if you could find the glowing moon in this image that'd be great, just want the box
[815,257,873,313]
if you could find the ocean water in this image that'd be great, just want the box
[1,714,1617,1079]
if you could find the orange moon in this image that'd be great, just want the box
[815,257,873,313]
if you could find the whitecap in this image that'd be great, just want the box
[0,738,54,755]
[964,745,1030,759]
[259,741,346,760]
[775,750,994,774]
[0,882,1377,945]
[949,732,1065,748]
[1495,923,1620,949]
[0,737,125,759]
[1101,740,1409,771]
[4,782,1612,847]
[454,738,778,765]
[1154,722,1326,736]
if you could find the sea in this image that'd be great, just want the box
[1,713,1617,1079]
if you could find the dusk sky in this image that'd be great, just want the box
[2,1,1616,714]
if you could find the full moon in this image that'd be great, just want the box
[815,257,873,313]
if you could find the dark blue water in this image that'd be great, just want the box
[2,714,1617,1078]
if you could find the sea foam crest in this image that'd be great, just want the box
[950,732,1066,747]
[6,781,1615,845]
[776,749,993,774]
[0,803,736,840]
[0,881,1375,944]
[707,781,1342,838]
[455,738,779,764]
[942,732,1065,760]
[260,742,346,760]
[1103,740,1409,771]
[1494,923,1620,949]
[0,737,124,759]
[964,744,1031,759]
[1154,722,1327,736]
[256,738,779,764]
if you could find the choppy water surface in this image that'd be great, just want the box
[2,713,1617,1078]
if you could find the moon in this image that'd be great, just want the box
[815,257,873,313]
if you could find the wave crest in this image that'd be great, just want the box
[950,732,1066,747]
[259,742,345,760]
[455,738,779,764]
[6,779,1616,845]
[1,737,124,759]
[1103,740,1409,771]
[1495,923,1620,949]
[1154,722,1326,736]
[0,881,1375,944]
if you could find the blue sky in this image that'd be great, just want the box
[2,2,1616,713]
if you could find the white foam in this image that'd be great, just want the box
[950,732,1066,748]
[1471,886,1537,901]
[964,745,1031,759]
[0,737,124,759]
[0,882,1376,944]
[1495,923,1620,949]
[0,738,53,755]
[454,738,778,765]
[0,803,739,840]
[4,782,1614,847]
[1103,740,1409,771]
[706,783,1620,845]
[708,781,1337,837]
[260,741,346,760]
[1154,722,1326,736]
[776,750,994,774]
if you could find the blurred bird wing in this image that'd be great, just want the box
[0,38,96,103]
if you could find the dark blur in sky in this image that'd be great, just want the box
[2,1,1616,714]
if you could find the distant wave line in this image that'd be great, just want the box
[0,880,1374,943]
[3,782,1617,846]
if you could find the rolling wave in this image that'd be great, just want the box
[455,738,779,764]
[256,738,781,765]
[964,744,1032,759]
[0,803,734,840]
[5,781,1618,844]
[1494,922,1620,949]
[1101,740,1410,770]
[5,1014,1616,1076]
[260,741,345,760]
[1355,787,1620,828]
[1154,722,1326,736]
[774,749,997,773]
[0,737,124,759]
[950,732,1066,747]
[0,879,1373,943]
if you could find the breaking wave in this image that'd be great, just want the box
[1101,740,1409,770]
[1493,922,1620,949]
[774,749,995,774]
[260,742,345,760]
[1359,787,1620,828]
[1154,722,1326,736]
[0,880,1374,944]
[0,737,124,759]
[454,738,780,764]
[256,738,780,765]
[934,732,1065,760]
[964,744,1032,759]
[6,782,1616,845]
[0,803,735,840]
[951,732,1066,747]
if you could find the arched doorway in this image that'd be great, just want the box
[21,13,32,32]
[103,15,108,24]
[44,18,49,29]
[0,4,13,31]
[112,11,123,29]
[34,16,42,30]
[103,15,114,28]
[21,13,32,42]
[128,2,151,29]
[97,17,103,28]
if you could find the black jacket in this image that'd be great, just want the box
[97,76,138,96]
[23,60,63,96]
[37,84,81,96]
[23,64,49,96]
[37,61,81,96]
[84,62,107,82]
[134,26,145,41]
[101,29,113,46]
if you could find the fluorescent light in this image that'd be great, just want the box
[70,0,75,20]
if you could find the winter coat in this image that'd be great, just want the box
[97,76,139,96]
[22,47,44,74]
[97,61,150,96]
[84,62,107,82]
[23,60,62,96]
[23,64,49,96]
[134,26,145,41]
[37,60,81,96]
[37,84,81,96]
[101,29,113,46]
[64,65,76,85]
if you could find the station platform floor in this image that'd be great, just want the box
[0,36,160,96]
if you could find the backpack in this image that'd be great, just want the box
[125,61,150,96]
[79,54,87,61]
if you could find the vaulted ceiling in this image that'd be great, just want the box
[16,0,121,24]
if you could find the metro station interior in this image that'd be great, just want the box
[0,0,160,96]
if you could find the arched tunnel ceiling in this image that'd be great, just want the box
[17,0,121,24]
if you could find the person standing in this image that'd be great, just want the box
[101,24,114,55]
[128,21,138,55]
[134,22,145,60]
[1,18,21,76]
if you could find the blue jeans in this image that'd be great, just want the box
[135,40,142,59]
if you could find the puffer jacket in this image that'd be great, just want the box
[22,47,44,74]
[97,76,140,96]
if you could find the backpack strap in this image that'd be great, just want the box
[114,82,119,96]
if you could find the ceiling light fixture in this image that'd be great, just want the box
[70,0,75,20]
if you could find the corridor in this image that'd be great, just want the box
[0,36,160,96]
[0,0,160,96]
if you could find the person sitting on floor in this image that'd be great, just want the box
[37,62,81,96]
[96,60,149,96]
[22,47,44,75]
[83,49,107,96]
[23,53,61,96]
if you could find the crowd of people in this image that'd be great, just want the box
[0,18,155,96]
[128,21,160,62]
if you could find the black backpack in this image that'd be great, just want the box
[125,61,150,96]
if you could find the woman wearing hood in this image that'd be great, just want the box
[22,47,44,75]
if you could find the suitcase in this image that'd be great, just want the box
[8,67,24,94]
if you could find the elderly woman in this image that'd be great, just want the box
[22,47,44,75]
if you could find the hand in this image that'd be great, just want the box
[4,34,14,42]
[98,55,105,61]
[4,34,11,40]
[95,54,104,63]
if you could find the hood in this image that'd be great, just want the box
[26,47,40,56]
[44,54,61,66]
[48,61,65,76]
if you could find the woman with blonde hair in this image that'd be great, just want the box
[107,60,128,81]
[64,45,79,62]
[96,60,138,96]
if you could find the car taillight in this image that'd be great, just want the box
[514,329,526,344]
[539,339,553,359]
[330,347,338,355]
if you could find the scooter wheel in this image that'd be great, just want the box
--*--
**Work order**
Please let your answer be exactly the lines from the one holding "if you could find the ceiling" through the last line of the entries above, both ends included.

**Exercise response**
if you could find the ceiling light fixture in this image that'd be great, just want the box
[70,0,75,20]
if you could find the corridor in this image that'd be great, just want the box
[0,36,160,96]
[0,0,160,96]
if you could find the person sitting on floor in this image that'd be great, just want the box
[37,62,81,96]
[96,60,149,96]
[22,47,44,75]
[83,49,107,96]
[23,53,61,96]
if you could find the crowd of people in this image that'd be great, just want the box
[0,18,155,96]
[128,21,160,62]
if you could find the black backpack in this image that'd be great, just want the box
[125,61,150,96]
if you could find the woman wearing hood in this image that'd be great, just want the box
[22,47,44,75]
if you could find the suitcase in this image that'd be great, just want the box
[8,67,24,94]
if you could find the elderly woman in this image that'd be great, just want the box
[22,47,44,75]
if you could find the hand in this image that'd be great, just want the box
[4,34,14,42]
[98,55,105,61]
[4,34,11,40]
[95,54,104,63]
if you could find the hood in this image that'd be great, just want the box
[26,47,40,56]
[44,54,61,66]
[48,61,65,76]
if you could find the woman with blonde hair in this image that'd be great, just want the box
[107,60,128,81]
[64,45,79,62]
[96,60,138,96]
if you could find the car taillight in this image that'd be great, just want the box
[514,329,526,344]
[539,339,553,359]
[330,347,338,355]
if you could find the scooter wheel in this image that'd be great, just want the box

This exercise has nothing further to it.